> _Exercise directions_
Write out the full set of records exactly. Any pictures in them do not belong in the copy.

> _Extracted information_
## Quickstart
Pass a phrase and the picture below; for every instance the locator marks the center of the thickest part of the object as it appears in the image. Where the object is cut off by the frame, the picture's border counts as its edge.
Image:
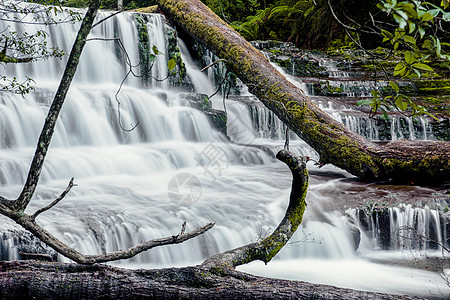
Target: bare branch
(266, 249)
(176, 239)
(108, 17)
(212, 64)
(63, 194)
(50, 122)
(27, 222)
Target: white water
(125, 181)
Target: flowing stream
(175, 167)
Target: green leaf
(445, 3)
(401, 21)
(400, 69)
(412, 26)
(155, 50)
(385, 116)
(427, 17)
(428, 44)
(431, 115)
(409, 57)
(387, 34)
(421, 31)
(401, 105)
(409, 39)
(423, 66)
(171, 64)
(394, 86)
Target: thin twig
(108, 17)
(212, 64)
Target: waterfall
(128, 186)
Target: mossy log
(43, 280)
(406, 162)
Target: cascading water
(130, 184)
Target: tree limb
(66, 191)
(266, 249)
(27, 222)
(50, 122)
(335, 143)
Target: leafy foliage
(27, 47)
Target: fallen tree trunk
(41, 280)
(402, 161)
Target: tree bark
(41, 280)
(406, 162)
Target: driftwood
(40, 280)
(402, 161)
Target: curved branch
(63, 194)
(266, 249)
(27, 222)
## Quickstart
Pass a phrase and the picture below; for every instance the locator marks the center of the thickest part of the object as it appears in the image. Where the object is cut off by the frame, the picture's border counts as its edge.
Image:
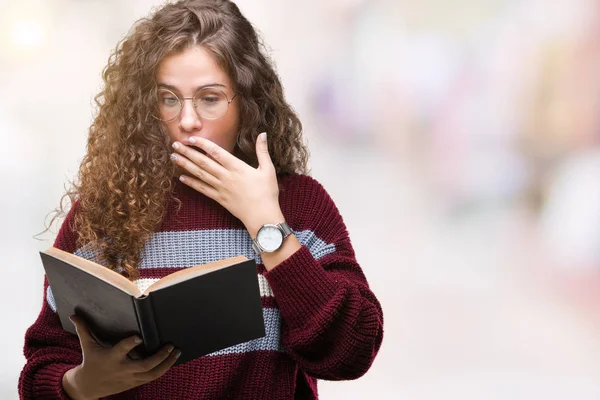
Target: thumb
(83, 331)
(262, 151)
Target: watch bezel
(264, 227)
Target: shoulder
(304, 201)
(66, 238)
(299, 184)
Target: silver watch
(270, 237)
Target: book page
(107, 275)
(192, 272)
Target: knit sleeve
(49, 350)
(332, 322)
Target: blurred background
(460, 141)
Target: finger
(85, 337)
(148, 364)
(201, 160)
(194, 169)
(200, 186)
(262, 151)
(122, 348)
(163, 367)
(214, 151)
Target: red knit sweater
(321, 319)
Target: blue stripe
(271, 340)
(187, 248)
(50, 299)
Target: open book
(199, 310)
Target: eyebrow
(173, 88)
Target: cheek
(172, 130)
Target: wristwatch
(270, 237)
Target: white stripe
(187, 248)
(271, 340)
(183, 249)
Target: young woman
(178, 173)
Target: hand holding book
(108, 370)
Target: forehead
(191, 68)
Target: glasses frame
(182, 100)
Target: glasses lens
(211, 103)
(169, 105)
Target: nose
(189, 120)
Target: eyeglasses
(209, 103)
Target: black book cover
(199, 310)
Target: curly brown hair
(126, 178)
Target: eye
(209, 99)
(170, 101)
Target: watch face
(269, 238)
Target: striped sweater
(321, 319)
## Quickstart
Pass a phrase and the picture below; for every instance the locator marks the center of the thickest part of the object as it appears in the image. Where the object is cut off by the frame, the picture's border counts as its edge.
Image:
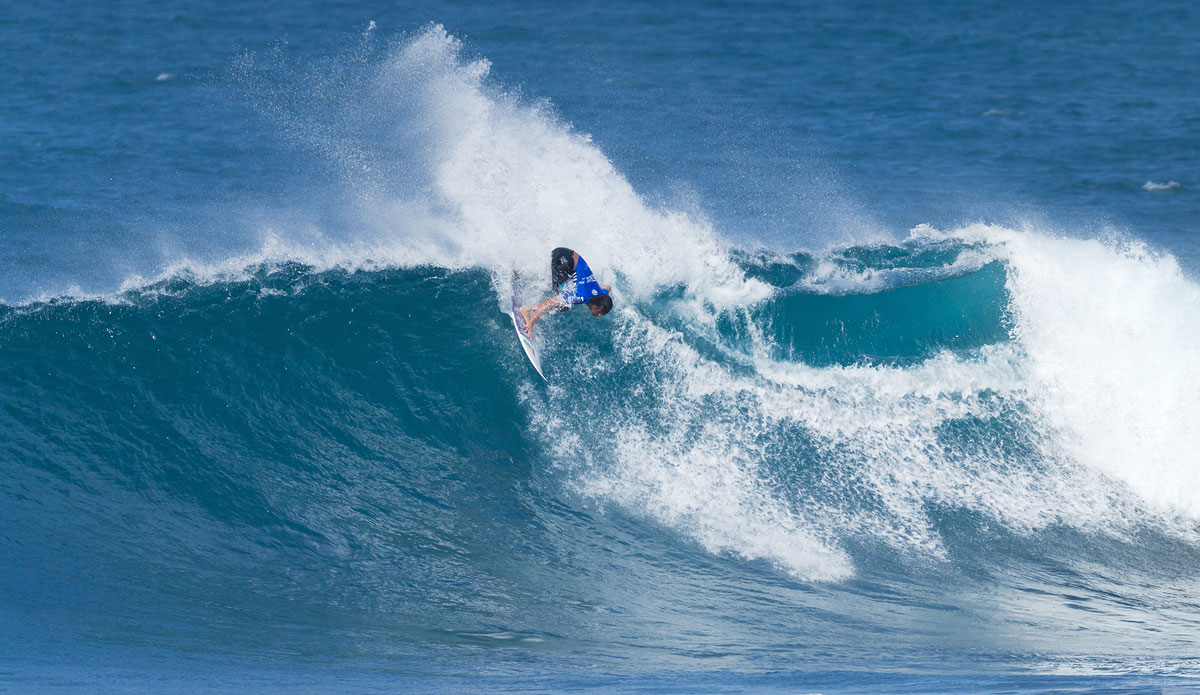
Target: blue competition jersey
(586, 286)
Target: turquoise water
(897, 394)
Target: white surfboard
(527, 343)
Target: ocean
(898, 395)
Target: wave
(337, 414)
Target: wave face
(370, 449)
(970, 447)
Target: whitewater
(313, 451)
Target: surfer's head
(600, 304)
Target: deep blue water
(898, 394)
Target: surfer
(564, 267)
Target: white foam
(1110, 335)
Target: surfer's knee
(600, 305)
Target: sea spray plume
(441, 166)
(1110, 331)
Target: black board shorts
(562, 267)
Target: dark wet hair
(603, 301)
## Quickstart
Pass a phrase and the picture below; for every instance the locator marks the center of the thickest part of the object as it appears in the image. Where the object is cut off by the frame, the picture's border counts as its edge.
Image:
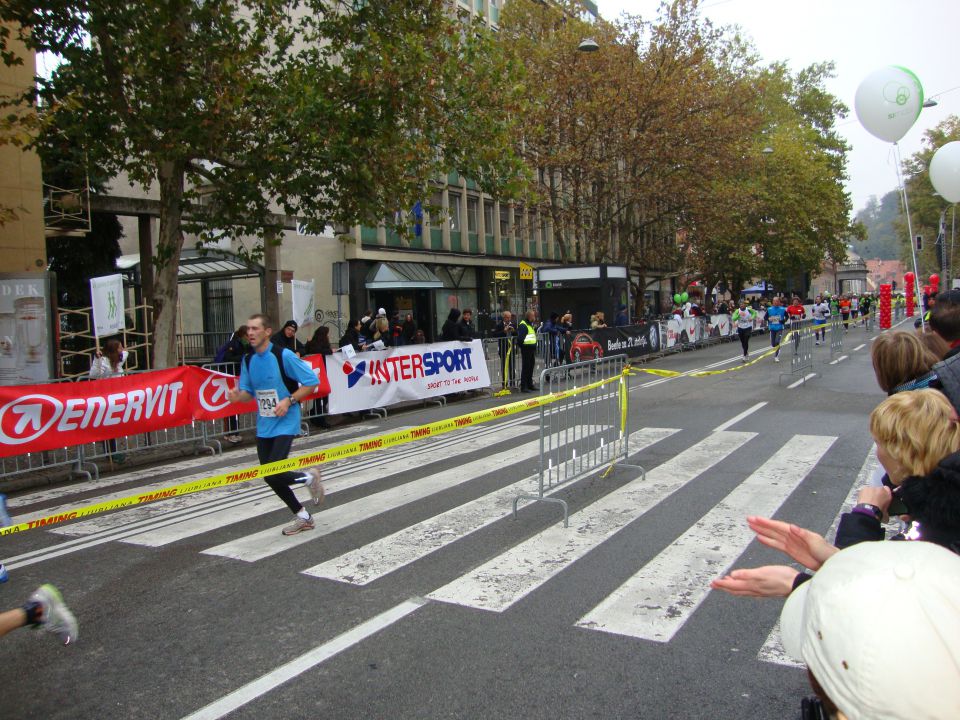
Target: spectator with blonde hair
(918, 439)
(902, 361)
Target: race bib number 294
(267, 403)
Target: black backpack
(288, 381)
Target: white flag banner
(304, 303)
(400, 374)
(108, 307)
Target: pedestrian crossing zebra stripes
(499, 583)
(381, 557)
(653, 604)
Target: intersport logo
(27, 418)
(408, 366)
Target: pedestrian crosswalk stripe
(772, 649)
(498, 584)
(383, 556)
(656, 602)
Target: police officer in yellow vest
(527, 339)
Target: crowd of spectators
(894, 564)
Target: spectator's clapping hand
(766, 581)
(879, 496)
(803, 546)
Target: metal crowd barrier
(802, 342)
(584, 432)
(836, 334)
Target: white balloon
(888, 102)
(945, 171)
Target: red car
(584, 347)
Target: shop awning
(401, 276)
(195, 266)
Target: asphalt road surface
(420, 596)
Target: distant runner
(820, 311)
(743, 318)
(845, 312)
(776, 315)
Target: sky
(858, 36)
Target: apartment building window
(472, 208)
(454, 211)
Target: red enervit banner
(57, 415)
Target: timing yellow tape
(703, 373)
(299, 462)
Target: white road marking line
(734, 420)
(296, 667)
(656, 602)
(267, 543)
(507, 578)
(381, 557)
(772, 649)
(801, 381)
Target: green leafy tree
(793, 211)
(338, 112)
(877, 217)
(927, 208)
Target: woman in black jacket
(352, 336)
(924, 470)
(408, 330)
(319, 344)
(449, 331)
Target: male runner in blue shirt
(775, 316)
(278, 413)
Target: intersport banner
(58, 415)
(409, 372)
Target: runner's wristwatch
(868, 509)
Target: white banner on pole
(304, 303)
(400, 374)
(108, 305)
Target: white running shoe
(56, 617)
(299, 525)
(316, 489)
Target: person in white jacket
(110, 361)
(107, 364)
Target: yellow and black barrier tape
(299, 462)
(703, 373)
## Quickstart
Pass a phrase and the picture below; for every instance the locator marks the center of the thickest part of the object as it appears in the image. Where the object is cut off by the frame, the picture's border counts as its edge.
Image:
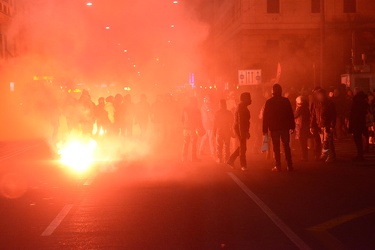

> _Result of this task_
## Quickstart
Pass a phrase and the picture below; for every instance the locator marks the center of the thickest part of the object as it appears in the image. Where the object is cut off by the frame, the picture's border counts as its edge.
Image:
Target: bare branch
(266, 249)
(176, 239)
(108, 17)
(212, 64)
(63, 194)
(50, 122)
(27, 222)
Target: white water
(125, 181)
Target: flowing stream
(175, 167)
Target: green leaf
(445, 3)
(401, 21)
(400, 69)
(412, 26)
(155, 50)
(385, 116)
(427, 17)
(428, 44)
(431, 115)
(409, 57)
(387, 34)
(421, 31)
(401, 105)
(409, 39)
(423, 66)
(171, 64)
(394, 86)
Target: thin twig
(108, 17)
(212, 64)
Target: waterfall
(128, 186)
Target: mossy log
(43, 280)
(406, 162)
Target: cascading water
(130, 184)
Target: tree limb
(66, 191)
(266, 249)
(27, 222)
(50, 122)
(335, 143)
Target: leafy foliage
(27, 47)
Target: fallen tree trunk
(41, 280)
(402, 161)
Target: tree bark
(41, 280)
(406, 162)
Target: driftwood
(40, 280)
(402, 161)
Target: curved branch
(63, 194)
(266, 249)
(27, 222)
## Quickstart
Pass a phrase and the picture below; for every instance the locator marks the center of the thickest part of the object as it appears in the image. Where the object is cut off by the frame, the picture's border counts as its edge.
Image:
Target: thumb
(83, 331)
(262, 151)
Target: watch bezel
(264, 227)
Target: shoulder
(304, 201)
(66, 238)
(299, 184)
Target: silver watch
(270, 237)
Target: book page
(107, 275)
(192, 272)
Target: knit sleeve
(49, 350)
(332, 322)
Target: blurred background
(460, 141)
Target: finger
(85, 337)
(148, 364)
(201, 160)
(194, 169)
(200, 186)
(262, 151)
(122, 348)
(163, 367)
(214, 151)
Target: red knit sweater
(321, 319)
Target: blue stripe
(271, 340)
(187, 248)
(50, 299)
Target: open book
(199, 310)
Target: eyebrow
(173, 88)
Target: cheek
(172, 130)
Target: wristwatch
(270, 237)
Target: white stripe
(187, 248)
(271, 340)
(183, 249)
Target: young woman
(178, 173)
Target: hand holding book
(108, 370)
Target: forehead
(191, 68)
Target: glasses frame
(182, 100)
Target: glasses lens
(211, 103)
(169, 105)
Target: nose
(189, 120)
Target: eyeglasses
(209, 103)
Target: black book cover
(199, 310)
Target: curly brown hair
(126, 178)
Target: eye
(209, 99)
(170, 101)
Target: watch face
(269, 238)
Target: striped sweater
(321, 319)
## Quickstart
Pass a phrase and the picture below; for every instance the locator marks the center of the thickest part of the object as it appears in the image. Where the object is cut off by the frame, the picture's border counts as its edge.
Image:
Target: blue competition jersey
(586, 286)
Target: turquoise water
(897, 394)
Target: white surfboard
(527, 343)
Target: ocean
(898, 395)
Target: wave
(337, 414)
Target: wave face
(370, 449)
(970, 447)
Target: whitewater
(313, 451)
Target: surfer's head
(600, 304)
Target: deep blue water
(898, 394)
Target: surfer
(564, 267)
Target: white foam
(1110, 335)
Target: surfer's knee
(600, 305)
Target: sea spray plume
(441, 166)
(1110, 331)
Target: black board shorts
(562, 267)
Target: dark wet hair
(603, 301)
## Quickstart
Pass a phrase and the picture below; for every instance the locator marks the center of the thickest part of the object as it appears in the image. Where the object is cut off by the frame, the picture's border counts as its edge.
Image:
Target: spectator with blonde hair
(918, 439)
(902, 361)
Target: race bib number 294
(267, 403)
Target: black backpack
(288, 381)
Target: white flag banner
(304, 303)
(400, 374)
(108, 307)
Target: pedestrian crossing zebra stripes
(499, 583)
(381, 557)
(653, 604)
Target: intersport logo
(27, 418)
(408, 366)
Target: pedestrian crosswalk stripe
(772, 649)
(498, 584)
(383, 556)
(656, 602)
Target: police officer in yellow vest
(527, 339)
Target: crowd of spectators
(894, 564)
Target: spectator's clapping hand
(766, 581)
(879, 496)
(803, 546)
Target: metal crowd barrier
(802, 342)
(584, 432)
(836, 334)
Target: white balloon
(888, 102)
(945, 171)
Target: red car
(584, 347)
Target: shop awning
(401, 276)
(195, 266)
Target: asphalt road surface
(420, 596)
Target: distant runner
(820, 311)
(743, 318)
(845, 312)
(776, 315)
Target: sky
(858, 36)
Target: apartment building window
(472, 208)
(454, 211)
Target: red enervit banner
(57, 415)
Target: timing yellow tape
(703, 373)
(299, 462)
Target: white road marking line
(734, 420)
(296, 667)
(656, 602)
(267, 543)
(507, 578)
(381, 557)
(772, 649)
(801, 381)
Target: green leafy tree
(793, 211)
(338, 112)
(877, 217)
(927, 208)
Target: woman in black jacket
(352, 336)
(924, 470)
(408, 330)
(319, 344)
(449, 331)
Target: male runner in blue shirt
(775, 316)
(278, 413)
Target: intersport banner
(58, 415)
(409, 372)
Target: runner's wristwatch
(868, 509)
Target: white banner on pole
(304, 303)
(400, 374)
(108, 305)
Target: white running shoe
(56, 617)
(299, 525)
(316, 489)
Target: person in white jacket
(110, 361)
(107, 364)
Target: yellow and black barrier tape
(299, 462)
(703, 373)
## Quickstart
Pass a phrase and the picture below; for every instance the locator marks the center of the thickest part of the object as it appears in the image. Where the object is cut off by the frame, the picture's border counts as its edge.
Image:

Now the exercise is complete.